*** Opening of TEXT FOR ANALYSIS ***

Marlborough has three towns with a population over 1,000. Together, they are home to % of the region's population.

| Urban area | Population (June 2025) | % of region |
|---|---|---|
| Blenheim | 29,800 | 58.7% |
| Picton | 4,850 | 9.5% |
| Renwick | 2,470 | 4.9% |

Other towns and settlements include:

- Anakiwa
- Grovetown
- Havelock
- Ngākuta Bay
- Ōkiwi Bay
- Rai Valley
- Rārangi
- Seddon
- Spring Creek
- Tuamarina
- Waikawa
- Wairau Valley
- Ward
- Woodbourne

=== Culture and identity ===
Ethnicities in the 2018 New Zealand census were 87.8% European/Pākehā, 13.3% Māori, 3.1% Pacific peoples, 4.1% Asian, and 2.5% other ethnicities (totals add to more than 100% since people could identify with multiple ethnicities).

The proportion of Marlborough residents born overseas was 17.4%, compared with 27.1% nationally.

Although some people objected to giving their religion, 53.2% had no religion, 35.5% were Christian, 0.5% were Hindu, 0.1% were Muslim, 0.6% were Buddhist and 2.3% had other religions.

==Government and politics==
Marlborough is administered by a unitary authority, the Marlborough District Council. Between 1859 and 1876 Marlborough had its own provincial government, and was known as the Marlborough Province, which ended when the Abolition of the Provinces Act came into force on 1 November 1876.

The Marlborough District Council consists of a mayor and 14 councillors. The councillors are elected from three wards: seven from the Blenheim ward, three each from the Marlborough Sounds and Wairau-Awatere wards, and one from the Marlborough Māori ward. The mayor is elected at-large. Elections are held every three years in conjunction with nationwide local elections, with the next election in 2025.

*** Close of TEXT FOR ANALYSIS ***

* **AIM OF THE TASK**: Rewrite the text on Marlborough between "The Marlborough District Council consists" and "election in 2025.", inclusive, replacing "councillors" with "council members".

*** Opening of STORED DATA ***

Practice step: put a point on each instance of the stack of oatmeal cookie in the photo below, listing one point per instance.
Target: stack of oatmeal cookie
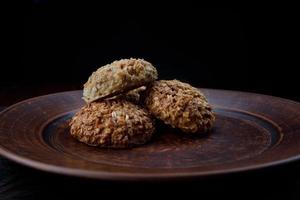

*** Close of STORED DATA ***

* **YOUR SOLUTION**:
The Marlborough District Council consists of a mayor and 14 council members. The council members are elected from three wards: seven from the Blenheim ward, three each from the Marlborough Sounds and Wairau-Awatere wards, and one from the Marlborough Māori ward. The mayor is elected at-large. Elections are held every three years in conjunction with nationwide local elections, with the next election in 2025.